L’arme chimique, dans ce contexte,
apparait comme une variable d‘ajustement
structurel, invoquée au gré des
nécessités et dans le cas d’espèce pour
voler au secours de l’opposition
off-shore syrienne en perte de vitesse.
De par sa subite programmation, le
ciblage de la Syrie apparait comme un
dérivatif à la déconfiture de la
diplomatie occidentale en Egypte, en ce
qu’il offre la possibilité d’éviter un
affrontement avec l’Arabie saoudite,
principal souteneur du putsch militaire
égyptien, en promouvant une convergence
saoudo occidentale sur leur ennemi
commun, la Syrie, déjà abondamment
diabolisée par les médias occidentaux.
Deux personnalités syriennes de
premier plan, Moaz Al Khatib, l’ancien
chef de la coalition de l’opposition
syrienne, un religieux nationaliste qui
a démissionné de son poste pour
protester contre les ingérences du Qatar
dans les affaires de l’opposition, ainsi
que Haytham Mannah, chef de l’opposition
démocratique syrienne ont mis en garde
contre les graves répercussions d’une
intervention occidentale dans un pays au
nationalisme chatouilleux. M. Mannah n’a
pas hésité à mettre en doute la version
occidentale de l’usage de l’arme
chimique en territoire syrien.
http://www.levif.be/info/actualite/international/syrie-les-attaques-chimiques-sont-un-coup-monte/article-4000384171801.htm
C’est d’ailleurs l’intervention
intempestive de la France et de la
Turquie les deux complices du
démembrement de la Syrie, à la fin de la
1 ère Guerre mondiale (1914-1918) qui a
dévoyé la révolte populaire syrienne de
son cours révolutionnaire et projeté
dans
l’impasse. http://www.renenaba.com/la-controverse-a-propos-de-basma-kodmani/
Au-delà du bien-fondé des accusations
sur la réalité de l’usage des armes
chimiques par le pouvoir baasiste,
l’intervention occidentale viserait au
premier chef à améliorer les positions
de combat de la rébellion syrienne, en
perte de vitesse depuis près d’un an du
fait de ses divisons et de la surenchère
djihadiste, à placer sur la défensive
l’axe de la contestation à l’hégémonie
israélo-américaine dans la zone (Iran,
Syrie, Hezbollah), en vue de créer les
conditions d’une négociation en position
de force avec leurs adversaires, à
provoquer la finlandisation de la zone
au bénéfice du camp atlantiste.

### ENTRÉES FOURNIES
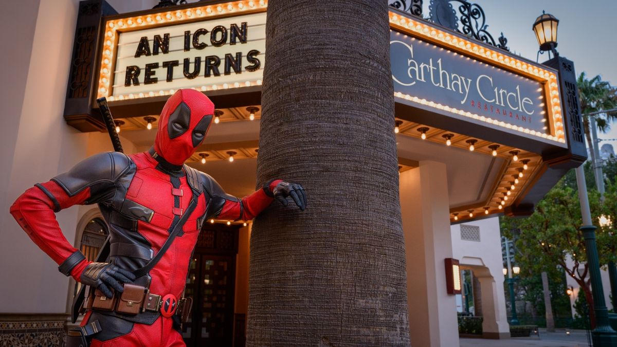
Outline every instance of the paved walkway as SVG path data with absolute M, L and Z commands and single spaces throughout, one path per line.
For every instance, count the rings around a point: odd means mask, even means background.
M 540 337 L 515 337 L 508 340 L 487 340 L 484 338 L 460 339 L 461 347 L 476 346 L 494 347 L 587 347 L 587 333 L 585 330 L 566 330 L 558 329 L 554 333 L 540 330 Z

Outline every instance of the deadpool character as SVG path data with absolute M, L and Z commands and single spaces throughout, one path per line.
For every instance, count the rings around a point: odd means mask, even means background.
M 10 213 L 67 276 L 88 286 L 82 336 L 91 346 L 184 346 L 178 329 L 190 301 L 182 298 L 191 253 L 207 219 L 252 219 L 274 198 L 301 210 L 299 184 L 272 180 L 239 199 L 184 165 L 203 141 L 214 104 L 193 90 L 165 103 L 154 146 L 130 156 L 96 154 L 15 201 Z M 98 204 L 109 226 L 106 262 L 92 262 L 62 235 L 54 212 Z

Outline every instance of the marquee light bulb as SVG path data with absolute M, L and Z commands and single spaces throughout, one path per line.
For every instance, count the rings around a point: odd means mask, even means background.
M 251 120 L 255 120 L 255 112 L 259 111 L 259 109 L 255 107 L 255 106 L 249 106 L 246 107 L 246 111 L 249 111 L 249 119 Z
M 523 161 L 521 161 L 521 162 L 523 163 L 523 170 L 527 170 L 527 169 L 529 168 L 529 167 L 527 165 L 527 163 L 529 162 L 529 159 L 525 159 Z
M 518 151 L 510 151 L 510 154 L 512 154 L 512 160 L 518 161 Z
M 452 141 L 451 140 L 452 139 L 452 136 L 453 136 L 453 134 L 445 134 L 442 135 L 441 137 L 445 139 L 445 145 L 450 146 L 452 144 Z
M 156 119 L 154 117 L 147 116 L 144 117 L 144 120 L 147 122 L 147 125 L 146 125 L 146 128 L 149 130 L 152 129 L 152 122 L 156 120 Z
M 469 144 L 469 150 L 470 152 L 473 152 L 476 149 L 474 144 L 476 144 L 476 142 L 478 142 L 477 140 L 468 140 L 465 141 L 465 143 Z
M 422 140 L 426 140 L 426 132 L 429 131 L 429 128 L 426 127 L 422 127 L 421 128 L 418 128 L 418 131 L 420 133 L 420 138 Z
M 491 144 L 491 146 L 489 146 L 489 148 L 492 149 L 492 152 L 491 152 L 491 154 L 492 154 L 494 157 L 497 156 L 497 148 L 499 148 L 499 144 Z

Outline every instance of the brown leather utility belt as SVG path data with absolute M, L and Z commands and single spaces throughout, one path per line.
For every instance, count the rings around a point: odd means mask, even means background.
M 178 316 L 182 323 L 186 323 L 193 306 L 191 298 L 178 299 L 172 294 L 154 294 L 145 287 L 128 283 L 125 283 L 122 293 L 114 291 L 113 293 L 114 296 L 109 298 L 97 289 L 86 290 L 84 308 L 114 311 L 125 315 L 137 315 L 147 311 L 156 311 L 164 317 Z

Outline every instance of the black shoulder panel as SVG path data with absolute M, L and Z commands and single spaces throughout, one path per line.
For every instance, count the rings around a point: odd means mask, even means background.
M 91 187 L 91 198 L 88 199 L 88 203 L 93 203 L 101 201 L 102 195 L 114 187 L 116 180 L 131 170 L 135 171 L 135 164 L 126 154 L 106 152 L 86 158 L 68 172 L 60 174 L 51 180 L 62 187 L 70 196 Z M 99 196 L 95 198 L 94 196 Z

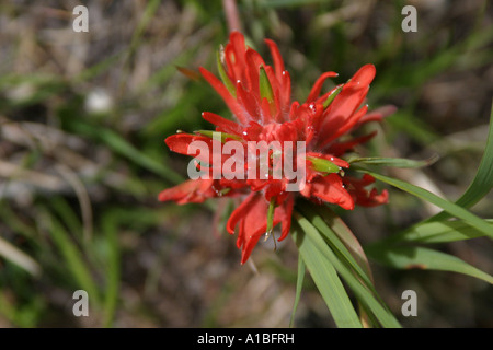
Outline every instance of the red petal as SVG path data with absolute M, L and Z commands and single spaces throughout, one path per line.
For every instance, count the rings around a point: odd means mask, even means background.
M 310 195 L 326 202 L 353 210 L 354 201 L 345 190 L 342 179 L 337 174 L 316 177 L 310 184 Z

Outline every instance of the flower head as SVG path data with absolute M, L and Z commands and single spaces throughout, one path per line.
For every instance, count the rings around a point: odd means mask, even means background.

### LES TÂCHES
1 - D’après le texte sur la Syrie, pourquoi Moaz Al Khatib a-t-il quitté son poste de chef de la coalition de l’opposition syrienne ?
2 - Reprenez tel quel le passage du texte sur la Syrie allant de « L’arme chimique, dans » à « perte de vitesse. ».

### RÉPONSES PAR TÂCHE
1 - Pour protester contre les ingérences du Qatar dans les affaires de l’opposition.

2 -
L’arme chimique, dans ce contexte,
apparait comme une variable d‘ajustement
structurel, invoquée au gré des
nécessités et dans le cas d’espèce pour
voler au secours de l’opposition
off-shore syrienne en perte de vitesse.